Please report each line of the material below that contains the word "boardwalk", copying the whole line.

**Extracted information**
[Start]
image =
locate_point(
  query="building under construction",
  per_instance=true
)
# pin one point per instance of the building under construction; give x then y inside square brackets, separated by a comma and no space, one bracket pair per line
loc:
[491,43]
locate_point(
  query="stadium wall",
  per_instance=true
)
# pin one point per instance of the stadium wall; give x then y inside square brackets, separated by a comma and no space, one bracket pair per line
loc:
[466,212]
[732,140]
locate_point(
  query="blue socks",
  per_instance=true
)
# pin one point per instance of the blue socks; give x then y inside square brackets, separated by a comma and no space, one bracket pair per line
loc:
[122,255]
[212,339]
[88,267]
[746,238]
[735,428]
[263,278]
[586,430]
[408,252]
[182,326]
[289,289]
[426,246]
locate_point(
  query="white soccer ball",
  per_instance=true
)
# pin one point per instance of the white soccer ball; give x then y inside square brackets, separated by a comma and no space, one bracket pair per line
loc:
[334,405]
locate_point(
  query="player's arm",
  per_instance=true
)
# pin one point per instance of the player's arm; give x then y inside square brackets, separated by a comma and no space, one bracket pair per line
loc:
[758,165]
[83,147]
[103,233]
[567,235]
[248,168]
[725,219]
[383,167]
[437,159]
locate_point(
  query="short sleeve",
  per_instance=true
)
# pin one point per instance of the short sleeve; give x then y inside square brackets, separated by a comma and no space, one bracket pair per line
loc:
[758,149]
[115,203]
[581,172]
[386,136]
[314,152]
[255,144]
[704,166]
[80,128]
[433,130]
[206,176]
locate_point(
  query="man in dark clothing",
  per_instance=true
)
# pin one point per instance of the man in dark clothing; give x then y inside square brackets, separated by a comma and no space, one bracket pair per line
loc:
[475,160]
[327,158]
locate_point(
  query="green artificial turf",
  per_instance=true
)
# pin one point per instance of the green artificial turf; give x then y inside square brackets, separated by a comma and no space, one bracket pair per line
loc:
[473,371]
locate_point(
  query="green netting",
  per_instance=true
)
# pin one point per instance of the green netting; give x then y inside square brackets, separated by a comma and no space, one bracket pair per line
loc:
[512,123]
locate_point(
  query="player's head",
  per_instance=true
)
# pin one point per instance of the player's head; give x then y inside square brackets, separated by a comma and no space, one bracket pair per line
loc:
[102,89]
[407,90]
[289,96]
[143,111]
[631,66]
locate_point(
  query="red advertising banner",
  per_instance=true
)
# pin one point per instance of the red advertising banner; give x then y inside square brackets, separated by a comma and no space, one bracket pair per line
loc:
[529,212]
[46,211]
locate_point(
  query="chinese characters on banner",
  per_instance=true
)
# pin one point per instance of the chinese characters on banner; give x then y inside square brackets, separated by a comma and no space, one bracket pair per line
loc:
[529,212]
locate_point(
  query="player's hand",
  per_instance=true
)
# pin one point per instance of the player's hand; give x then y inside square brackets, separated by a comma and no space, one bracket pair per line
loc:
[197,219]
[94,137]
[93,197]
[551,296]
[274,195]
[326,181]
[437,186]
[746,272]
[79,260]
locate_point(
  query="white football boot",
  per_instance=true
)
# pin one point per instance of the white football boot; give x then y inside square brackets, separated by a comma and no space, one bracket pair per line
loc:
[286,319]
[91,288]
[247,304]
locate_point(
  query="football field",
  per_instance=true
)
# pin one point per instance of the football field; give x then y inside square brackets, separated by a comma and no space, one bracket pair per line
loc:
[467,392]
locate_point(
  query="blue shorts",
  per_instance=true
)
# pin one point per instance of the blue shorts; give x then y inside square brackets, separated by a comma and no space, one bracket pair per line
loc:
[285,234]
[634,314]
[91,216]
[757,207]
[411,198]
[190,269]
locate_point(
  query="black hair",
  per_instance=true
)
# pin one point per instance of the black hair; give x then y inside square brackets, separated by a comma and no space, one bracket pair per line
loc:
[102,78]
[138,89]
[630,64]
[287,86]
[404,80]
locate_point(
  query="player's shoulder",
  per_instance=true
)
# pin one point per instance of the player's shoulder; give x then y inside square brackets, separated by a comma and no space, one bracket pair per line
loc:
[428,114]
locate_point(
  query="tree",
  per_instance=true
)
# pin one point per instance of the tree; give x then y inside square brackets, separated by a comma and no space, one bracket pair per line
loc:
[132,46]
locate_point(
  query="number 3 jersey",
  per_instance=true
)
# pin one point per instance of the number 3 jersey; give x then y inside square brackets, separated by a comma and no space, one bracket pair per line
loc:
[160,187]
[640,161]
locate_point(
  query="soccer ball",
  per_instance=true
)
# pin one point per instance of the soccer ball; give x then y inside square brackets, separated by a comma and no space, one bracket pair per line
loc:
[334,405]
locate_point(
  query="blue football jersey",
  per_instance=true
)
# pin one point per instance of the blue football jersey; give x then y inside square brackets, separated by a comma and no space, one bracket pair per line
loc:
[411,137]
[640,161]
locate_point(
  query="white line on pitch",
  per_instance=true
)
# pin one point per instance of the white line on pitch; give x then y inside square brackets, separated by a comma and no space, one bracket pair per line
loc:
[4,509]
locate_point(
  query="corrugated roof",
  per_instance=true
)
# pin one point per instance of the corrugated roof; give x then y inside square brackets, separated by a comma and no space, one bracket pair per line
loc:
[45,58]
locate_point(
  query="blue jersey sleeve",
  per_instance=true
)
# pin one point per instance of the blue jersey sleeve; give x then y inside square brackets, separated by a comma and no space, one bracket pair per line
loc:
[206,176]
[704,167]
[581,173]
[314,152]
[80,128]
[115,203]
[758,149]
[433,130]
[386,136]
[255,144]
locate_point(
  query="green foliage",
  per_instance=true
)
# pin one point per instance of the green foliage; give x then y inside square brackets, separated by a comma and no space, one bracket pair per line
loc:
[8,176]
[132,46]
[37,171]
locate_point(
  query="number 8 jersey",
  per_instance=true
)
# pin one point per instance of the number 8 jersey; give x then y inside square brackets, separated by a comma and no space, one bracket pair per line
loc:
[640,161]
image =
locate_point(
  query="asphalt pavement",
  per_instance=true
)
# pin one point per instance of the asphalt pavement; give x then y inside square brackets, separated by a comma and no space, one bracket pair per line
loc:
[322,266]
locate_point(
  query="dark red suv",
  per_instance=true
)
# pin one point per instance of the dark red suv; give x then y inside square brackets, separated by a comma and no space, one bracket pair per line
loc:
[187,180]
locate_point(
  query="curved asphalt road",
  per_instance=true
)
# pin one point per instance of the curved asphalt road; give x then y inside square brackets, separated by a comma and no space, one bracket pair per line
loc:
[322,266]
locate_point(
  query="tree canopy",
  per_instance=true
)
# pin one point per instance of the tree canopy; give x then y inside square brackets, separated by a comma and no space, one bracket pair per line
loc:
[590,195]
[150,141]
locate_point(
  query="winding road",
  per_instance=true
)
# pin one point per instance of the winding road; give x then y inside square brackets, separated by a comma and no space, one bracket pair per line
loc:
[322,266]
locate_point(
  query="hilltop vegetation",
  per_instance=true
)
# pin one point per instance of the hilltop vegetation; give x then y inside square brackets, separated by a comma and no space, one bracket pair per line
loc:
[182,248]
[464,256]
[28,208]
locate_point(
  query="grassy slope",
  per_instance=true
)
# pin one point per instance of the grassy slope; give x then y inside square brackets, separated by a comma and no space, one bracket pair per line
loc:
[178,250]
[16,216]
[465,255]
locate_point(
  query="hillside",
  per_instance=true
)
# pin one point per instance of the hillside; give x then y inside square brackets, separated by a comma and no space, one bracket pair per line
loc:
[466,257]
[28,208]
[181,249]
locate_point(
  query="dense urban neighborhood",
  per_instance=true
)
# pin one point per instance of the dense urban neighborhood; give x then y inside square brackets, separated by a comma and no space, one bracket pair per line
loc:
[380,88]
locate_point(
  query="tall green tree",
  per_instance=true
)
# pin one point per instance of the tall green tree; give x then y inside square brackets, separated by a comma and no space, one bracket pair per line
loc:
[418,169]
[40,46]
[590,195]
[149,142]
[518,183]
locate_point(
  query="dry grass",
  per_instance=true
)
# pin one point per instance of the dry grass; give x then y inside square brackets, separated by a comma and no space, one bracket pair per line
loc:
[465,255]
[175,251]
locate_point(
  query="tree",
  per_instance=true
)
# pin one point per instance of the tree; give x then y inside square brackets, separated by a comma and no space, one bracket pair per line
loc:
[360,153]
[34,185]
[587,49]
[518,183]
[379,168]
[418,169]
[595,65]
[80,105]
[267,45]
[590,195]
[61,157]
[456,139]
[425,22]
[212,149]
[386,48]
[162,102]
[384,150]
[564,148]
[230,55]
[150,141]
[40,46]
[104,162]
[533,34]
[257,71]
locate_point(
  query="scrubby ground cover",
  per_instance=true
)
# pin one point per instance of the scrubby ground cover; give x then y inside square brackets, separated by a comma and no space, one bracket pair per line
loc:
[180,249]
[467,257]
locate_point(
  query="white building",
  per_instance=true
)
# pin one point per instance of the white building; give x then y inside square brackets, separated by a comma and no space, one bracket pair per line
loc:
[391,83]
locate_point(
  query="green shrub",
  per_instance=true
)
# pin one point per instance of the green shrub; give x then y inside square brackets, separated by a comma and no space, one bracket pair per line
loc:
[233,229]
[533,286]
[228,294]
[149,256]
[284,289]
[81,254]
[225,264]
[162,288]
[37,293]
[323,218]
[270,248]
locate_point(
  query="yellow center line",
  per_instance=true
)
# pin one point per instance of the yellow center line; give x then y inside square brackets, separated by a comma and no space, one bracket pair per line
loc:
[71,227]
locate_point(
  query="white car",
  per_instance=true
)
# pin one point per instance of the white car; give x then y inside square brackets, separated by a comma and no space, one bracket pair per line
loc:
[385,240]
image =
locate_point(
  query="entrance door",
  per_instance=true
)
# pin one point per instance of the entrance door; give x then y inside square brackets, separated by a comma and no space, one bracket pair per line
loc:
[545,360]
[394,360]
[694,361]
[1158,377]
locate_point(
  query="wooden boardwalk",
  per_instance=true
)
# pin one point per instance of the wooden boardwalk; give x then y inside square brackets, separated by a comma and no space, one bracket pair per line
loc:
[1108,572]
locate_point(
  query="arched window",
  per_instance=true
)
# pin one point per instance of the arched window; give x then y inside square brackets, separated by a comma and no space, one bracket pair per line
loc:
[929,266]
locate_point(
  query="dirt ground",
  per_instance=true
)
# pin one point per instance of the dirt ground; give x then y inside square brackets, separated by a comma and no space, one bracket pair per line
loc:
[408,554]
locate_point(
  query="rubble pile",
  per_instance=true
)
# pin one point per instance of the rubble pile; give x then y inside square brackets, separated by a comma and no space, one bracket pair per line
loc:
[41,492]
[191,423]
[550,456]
[End]
**Complete response**
  query="wooden boardwalk",
# pin one point per instance of the wooden boardwalk; give x then y inside square brackets, separated by a comma and no space, one bracket pair per line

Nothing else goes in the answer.